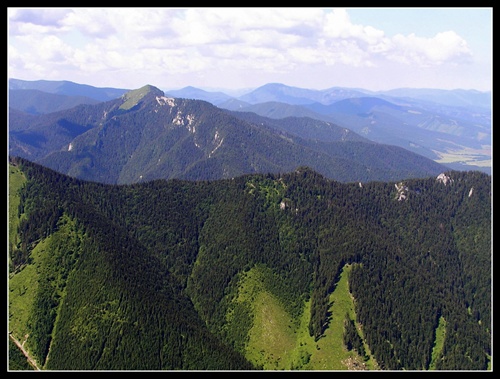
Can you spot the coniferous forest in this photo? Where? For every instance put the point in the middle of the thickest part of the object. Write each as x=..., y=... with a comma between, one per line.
x=151, y=276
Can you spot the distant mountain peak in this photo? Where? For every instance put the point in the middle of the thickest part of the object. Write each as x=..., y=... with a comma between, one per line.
x=132, y=98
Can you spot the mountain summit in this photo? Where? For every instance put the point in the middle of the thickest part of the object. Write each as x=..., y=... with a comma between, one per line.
x=145, y=135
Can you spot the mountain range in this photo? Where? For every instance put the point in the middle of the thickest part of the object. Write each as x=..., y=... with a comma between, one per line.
x=265, y=271
x=152, y=231
x=145, y=135
x=451, y=127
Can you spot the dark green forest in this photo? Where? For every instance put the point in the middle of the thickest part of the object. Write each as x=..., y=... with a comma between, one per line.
x=142, y=276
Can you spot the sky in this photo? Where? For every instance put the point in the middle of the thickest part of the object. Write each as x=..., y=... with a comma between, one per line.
x=244, y=48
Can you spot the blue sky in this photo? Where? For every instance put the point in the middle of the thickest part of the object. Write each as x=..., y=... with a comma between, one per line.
x=239, y=48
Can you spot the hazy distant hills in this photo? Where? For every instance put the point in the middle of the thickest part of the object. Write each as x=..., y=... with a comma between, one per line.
x=145, y=135
x=39, y=102
x=276, y=272
x=68, y=88
x=452, y=127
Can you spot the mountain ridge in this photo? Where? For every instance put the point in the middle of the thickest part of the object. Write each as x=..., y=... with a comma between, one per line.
x=145, y=135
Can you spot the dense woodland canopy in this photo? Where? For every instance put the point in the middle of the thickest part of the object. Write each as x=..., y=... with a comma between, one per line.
x=142, y=276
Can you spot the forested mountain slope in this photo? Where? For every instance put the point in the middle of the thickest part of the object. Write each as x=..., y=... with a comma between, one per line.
x=145, y=135
x=183, y=275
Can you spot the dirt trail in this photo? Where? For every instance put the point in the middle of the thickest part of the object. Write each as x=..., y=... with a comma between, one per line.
x=31, y=361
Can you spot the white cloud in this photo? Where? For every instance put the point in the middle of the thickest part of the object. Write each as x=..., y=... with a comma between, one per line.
x=445, y=46
x=197, y=39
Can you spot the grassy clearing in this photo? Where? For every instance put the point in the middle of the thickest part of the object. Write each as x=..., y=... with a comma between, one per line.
x=16, y=181
x=438, y=344
x=475, y=157
x=277, y=342
x=22, y=290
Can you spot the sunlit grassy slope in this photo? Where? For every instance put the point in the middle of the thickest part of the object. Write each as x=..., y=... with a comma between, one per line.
x=277, y=342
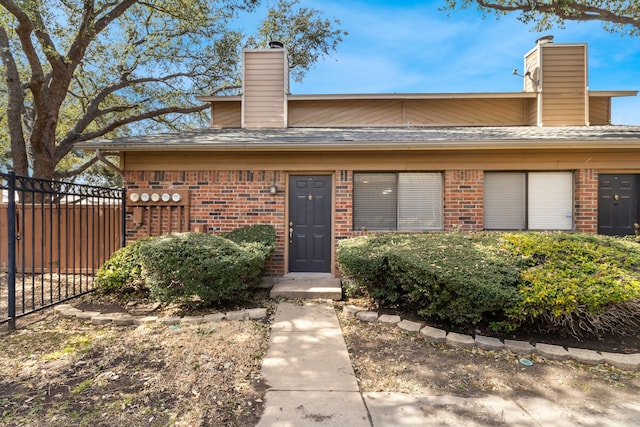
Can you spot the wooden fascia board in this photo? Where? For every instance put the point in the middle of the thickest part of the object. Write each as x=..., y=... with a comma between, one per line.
x=612, y=93
x=469, y=145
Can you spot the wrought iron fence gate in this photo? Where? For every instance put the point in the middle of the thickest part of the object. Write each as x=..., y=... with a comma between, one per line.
x=54, y=236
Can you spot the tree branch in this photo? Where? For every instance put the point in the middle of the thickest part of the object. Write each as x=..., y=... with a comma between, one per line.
x=566, y=10
x=65, y=146
x=14, y=106
x=76, y=171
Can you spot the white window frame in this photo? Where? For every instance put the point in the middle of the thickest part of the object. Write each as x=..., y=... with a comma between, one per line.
x=545, y=199
x=417, y=203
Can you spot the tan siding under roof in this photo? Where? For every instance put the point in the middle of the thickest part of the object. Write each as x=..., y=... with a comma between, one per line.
x=226, y=115
x=264, y=88
x=564, y=85
x=410, y=112
x=599, y=111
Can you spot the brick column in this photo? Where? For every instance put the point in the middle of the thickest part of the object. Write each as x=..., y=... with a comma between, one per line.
x=463, y=200
x=586, y=199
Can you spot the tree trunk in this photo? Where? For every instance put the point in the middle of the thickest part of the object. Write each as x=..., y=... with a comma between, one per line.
x=14, y=107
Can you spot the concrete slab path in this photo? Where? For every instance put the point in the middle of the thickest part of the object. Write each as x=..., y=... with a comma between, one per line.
x=308, y=370
x=312, y=383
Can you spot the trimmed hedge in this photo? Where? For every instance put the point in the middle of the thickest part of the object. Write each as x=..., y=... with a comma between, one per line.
x=214, y=269
x=122, y=271
x=573, y=282
x=455, y=277
x=192, y=267
x=576, y=282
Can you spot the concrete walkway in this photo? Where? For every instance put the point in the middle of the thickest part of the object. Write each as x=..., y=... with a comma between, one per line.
x=312, y=383
x=308, y=370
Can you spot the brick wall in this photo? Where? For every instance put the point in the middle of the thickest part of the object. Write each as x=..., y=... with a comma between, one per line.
x=222, y=201
x=586, y=199
x=463, y=195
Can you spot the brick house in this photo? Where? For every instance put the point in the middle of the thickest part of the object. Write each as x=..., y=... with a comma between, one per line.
x=321, y=168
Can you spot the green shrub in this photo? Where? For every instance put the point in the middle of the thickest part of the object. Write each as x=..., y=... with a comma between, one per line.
x=258, y=233
x=364, y=260
x=122, y=270
x=575, y=282
x=212, y=269
x=459, y=277
x=456, y=277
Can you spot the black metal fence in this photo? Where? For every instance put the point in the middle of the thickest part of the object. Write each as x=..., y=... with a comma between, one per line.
x=54, y=237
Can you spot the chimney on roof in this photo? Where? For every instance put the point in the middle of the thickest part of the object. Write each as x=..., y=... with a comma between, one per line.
x=265, y=86
x=544, y=40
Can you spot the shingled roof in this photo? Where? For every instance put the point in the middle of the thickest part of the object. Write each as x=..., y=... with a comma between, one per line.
x=426, y=138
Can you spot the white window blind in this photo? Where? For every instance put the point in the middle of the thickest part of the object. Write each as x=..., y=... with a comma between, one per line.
x=397, y=201
x=550, y=200
x=419, y=201
x=374, y=201
x=505, y=201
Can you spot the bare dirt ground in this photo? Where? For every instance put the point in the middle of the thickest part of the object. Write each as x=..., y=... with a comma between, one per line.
x=385, y=358
x=63, y=372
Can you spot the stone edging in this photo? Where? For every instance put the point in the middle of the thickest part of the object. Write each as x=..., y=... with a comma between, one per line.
x=630, y=362
x=125, y=319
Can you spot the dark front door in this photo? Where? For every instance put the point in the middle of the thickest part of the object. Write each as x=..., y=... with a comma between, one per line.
x=310, y=223
x=617, y=204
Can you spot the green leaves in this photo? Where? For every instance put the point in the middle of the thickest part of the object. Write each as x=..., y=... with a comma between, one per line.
x=188, y=267
x=576, y=283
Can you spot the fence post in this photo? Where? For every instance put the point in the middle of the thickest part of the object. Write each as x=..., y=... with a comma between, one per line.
x=123, y=241
x=11, y=246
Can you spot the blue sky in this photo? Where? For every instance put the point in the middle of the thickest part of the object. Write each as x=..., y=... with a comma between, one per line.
x=412, y=47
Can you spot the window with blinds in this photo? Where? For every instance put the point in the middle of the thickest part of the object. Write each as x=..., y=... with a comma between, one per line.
x=397, y=201
x=528, y=200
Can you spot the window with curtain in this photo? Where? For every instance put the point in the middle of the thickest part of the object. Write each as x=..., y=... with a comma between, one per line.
x=397, y=201
x=528, y=200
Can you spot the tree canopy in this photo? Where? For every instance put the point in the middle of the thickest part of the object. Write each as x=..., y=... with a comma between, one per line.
x=618, y=16
x=76, y=70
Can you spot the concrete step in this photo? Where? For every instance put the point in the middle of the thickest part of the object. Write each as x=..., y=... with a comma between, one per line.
x=307, y=286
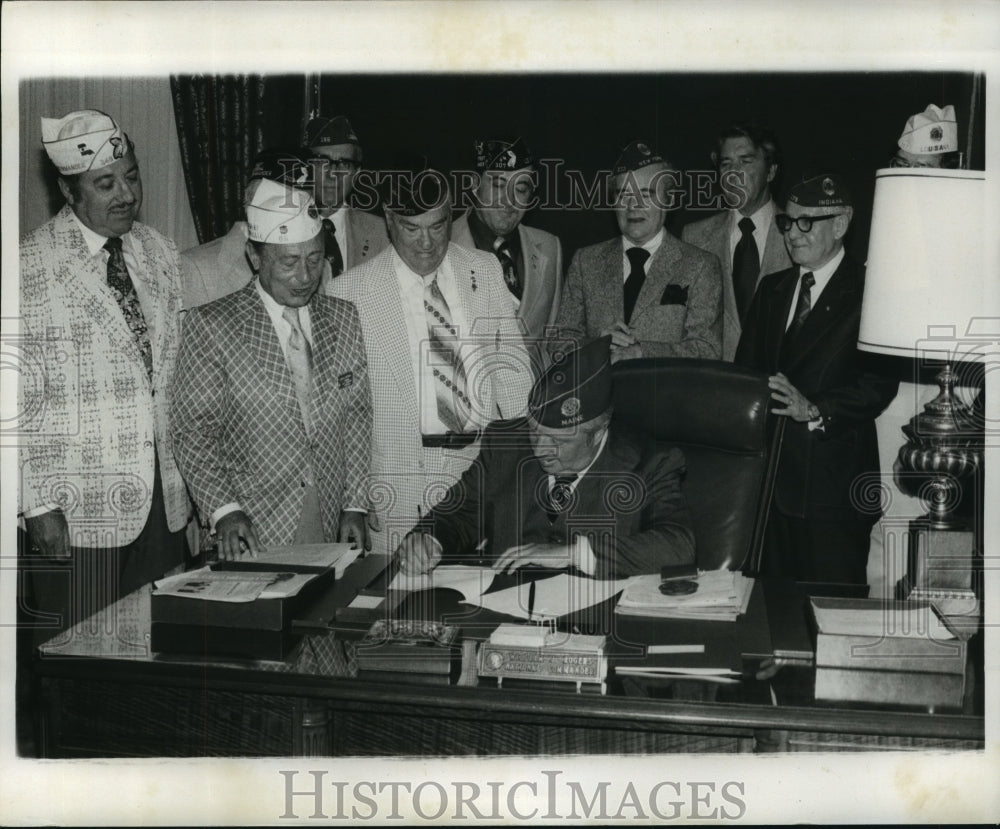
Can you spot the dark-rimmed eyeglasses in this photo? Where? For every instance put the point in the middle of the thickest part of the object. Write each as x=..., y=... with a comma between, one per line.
x=803, y=223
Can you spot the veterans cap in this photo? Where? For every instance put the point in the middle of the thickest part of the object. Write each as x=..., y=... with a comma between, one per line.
x=635, y=156
x=574, y=389
x=281, y=215
x=931, y=132
x=826, y=190
x=411, y=185
x=502, y=154
x=288, y=167
x=87, y=139
x=322, y=132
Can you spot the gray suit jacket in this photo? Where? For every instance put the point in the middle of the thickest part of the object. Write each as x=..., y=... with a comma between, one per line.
x=712, y=235
x=542, y=275
x=220, y=267
x=678, y=312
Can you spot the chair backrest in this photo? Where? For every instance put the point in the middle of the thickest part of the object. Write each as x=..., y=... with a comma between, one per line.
x=718, y=415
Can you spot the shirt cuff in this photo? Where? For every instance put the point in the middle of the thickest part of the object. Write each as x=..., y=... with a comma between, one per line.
x=221, y=512
x=583, y=555
x=34, y=512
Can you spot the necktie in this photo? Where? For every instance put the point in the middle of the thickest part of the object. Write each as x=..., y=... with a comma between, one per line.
x=560, y=495
x=502, y=250
x=299, y=356
x=449, y=374
x=121, y=283
x=746, y=267
x=332, y=252
x=802, y=308
x=636, y=276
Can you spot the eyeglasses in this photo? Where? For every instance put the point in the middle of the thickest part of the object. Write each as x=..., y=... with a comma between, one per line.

══════

Return, word for word, the part of the listing that opens with the line containing "Can you spot the window with blinds" and closes with the line containing "x=307, y=286", both of those lines included.

- **TASK OUTPUT**
Can you spot the window with blinds in this photo? Where? For every instance put the point in the middle of the thickest part of the object. Write each as x=..., y=... with a comma between, one per line.
x=397, y=201
x=528, y=200
Can you spot the window with curtain in this photo? Where? For every instance put the point in the middle of the thickest part of the object. Write each as x=..., y=... with a comma between, one per line.
x=397, y=201
x=528, y=200
Can you spot the tree canopy in this photo? Where? For every instance put the point in the middle of the thickest part of the object. Write each as x=..., y=... with a comma between, one per line.
x=618, y=16
x=76, y=70
Can you spot the concrete step in this photo? Where? For every instance put the point in the middle of the thickest part of the object. Write each as x=..., y=... with a comma between, one per line.
x=307, y=286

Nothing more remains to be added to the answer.